Location identification items:
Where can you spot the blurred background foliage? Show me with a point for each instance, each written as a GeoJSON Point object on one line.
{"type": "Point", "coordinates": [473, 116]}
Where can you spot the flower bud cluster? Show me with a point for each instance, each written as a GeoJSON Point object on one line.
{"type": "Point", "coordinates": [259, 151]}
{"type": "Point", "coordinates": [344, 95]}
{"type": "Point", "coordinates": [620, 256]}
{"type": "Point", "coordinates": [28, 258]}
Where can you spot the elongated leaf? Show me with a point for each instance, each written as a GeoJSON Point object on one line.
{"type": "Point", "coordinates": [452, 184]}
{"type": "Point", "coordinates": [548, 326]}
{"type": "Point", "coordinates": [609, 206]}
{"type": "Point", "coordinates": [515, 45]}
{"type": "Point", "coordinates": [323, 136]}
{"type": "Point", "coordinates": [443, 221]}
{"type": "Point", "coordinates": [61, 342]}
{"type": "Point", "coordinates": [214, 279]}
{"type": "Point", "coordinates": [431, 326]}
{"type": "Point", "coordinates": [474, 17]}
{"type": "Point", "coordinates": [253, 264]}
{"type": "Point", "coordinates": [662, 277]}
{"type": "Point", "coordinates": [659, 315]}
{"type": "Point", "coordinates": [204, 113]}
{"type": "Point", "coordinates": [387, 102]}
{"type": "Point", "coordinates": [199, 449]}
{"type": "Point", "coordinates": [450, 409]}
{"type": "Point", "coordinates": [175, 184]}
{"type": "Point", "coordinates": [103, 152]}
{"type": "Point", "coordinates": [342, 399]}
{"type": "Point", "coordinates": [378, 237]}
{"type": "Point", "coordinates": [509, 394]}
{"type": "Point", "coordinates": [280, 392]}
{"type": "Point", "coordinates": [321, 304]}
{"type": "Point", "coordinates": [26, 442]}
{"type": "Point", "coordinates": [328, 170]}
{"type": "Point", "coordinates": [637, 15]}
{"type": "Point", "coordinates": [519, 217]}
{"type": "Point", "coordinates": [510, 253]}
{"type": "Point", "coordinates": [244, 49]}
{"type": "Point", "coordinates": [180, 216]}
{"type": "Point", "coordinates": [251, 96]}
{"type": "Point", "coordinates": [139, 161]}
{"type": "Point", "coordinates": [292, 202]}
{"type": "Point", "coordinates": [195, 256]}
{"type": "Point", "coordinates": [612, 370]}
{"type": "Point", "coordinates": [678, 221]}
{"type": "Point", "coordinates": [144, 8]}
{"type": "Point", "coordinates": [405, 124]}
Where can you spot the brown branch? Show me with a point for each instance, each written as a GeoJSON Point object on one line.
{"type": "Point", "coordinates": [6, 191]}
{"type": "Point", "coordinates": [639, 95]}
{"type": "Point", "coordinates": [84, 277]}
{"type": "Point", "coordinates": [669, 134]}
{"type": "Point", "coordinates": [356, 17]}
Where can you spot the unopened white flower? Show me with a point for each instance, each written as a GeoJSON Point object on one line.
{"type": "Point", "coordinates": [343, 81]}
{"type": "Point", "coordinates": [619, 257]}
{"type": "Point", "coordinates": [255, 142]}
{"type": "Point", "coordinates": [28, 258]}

## INSTRUCTIONS TO FOLLOW
Reproduce all the data word for word.

## IN RESPONSE
Where can you spot the blurred background foliage? Show me with a point for each instance, each written as a GeoJSON Point object on one line.
{"type": "Point", "coordinates": [473, 116]}
Where can you spot the flower bud cluster? Show me with a point for each instance, each written as a GeoJSON Point object on one line.
{"type": "Point", "coordinates": [259, 151]}
{"type": "Point", "coordinates": [344, 95]}
{"type": "Point", "coordinates": [620, 256]}
{"type": "Point", "coordinates": [28, 258]}
Where can you spot the elongated leaf? Show me with a point for each instance, each written as a GeoJSON Point object on one line.
{"type": "Point", "coordinates": [452, 184]}
{"type": "Point", "coordinates": [548, 326]}
{"type": "Point", "coordinates": [609, 206]}
{"type": "Point", "coordinates": [515, 45]}
{"type": "Point", "coordinates": [323, 136]}
{"type": "Point", "coordinates": [443, 221]}
{"type": "Point", "coordinates": [61, 342]}
{"type": "Point", "coordinates": [214, 279]}
{"type": "Point", "coordinates": [431, 326]}
{"type": "Point", "coordinates": [474, 17]}
{"type": "Point", "coordinates": [253, 264]}
{"type": "Point", "coordinates": [662, 277]}
{"type": "Point", "coordinates": [659, 315]}
{"type": "Point", "coordinates": [204, 113]}
{"type": "Point", "coordinates": [387, 102]}
{"type": "Point", "coordinates": [199, 449]}
{"type": "Point", "coordinates": [450, 409]}
{"type": "Point", "coordinates": [175, 184]}
{"type": "Point", "coordinates": [103, 152]}
{"type": "Point", "coordinates": [342, 399]}
{"type": "Point", "coordinates": [378, 237]}
{"type": "Point", "coordinates": [509, 394]}
{"type": "Point", "coordinates": [280, 392]}
{"type": "Point", "coordinates": [321, 304]}
{"type": "Point", "coordinates": [26, 442]}
{"type": "Point", "coordinates": [328, 170]}
{"type": "Point", "coordinates": [637, 15]}
{"type": "Point", "coordinates": [519, 217]}
{"type": "Point", "coordinates": [510, 253]}
{"type": "Point", "coordinates": [244, 49]}
{"type": "Point", "coordinates": [180, 216]}
{"type": "Point", "coordinates": [251, 96]}
{"type": "Point", "coordinates": [139, 161]}
{"type": "Point", "coordinates": [292, 202]}
{"type": "Point", "coordinates": [195, 256]}
{"type": "Point", "coordinates": [612, 370]}
{"type": "Point", "coordinates": [678, 221]}
{"type": "Point", "coordinates": [144, 8]}
{"type": "Point", "coordinates": [405, 124]}
Where can you spot the brown branch? Show me with a point for each instance, each written as a GeoJSON Point object on one line.
{"type": "Point", "coordinates": [6, 191]}
{"type": "Point", "coordinates": [639, 95]}
{"type": "Point", "coordinates": [84, 277]}
{"type": "Point", "coordinates": [669, 134]}
{"type": "Point", "coordinates": [356, 17]}
Where can you spot the unopened white flower? Show me with a point for each instance, each written as a GeoJSON Point object on one line.
{"type": "Point", "coordinates": [343, 81]}
{"type": "Point", "coordinates": [619, 257]}
{"type": "Point", "coordinates": [255, 142]}
{"type": "Point", "coordinates": [28, 258]}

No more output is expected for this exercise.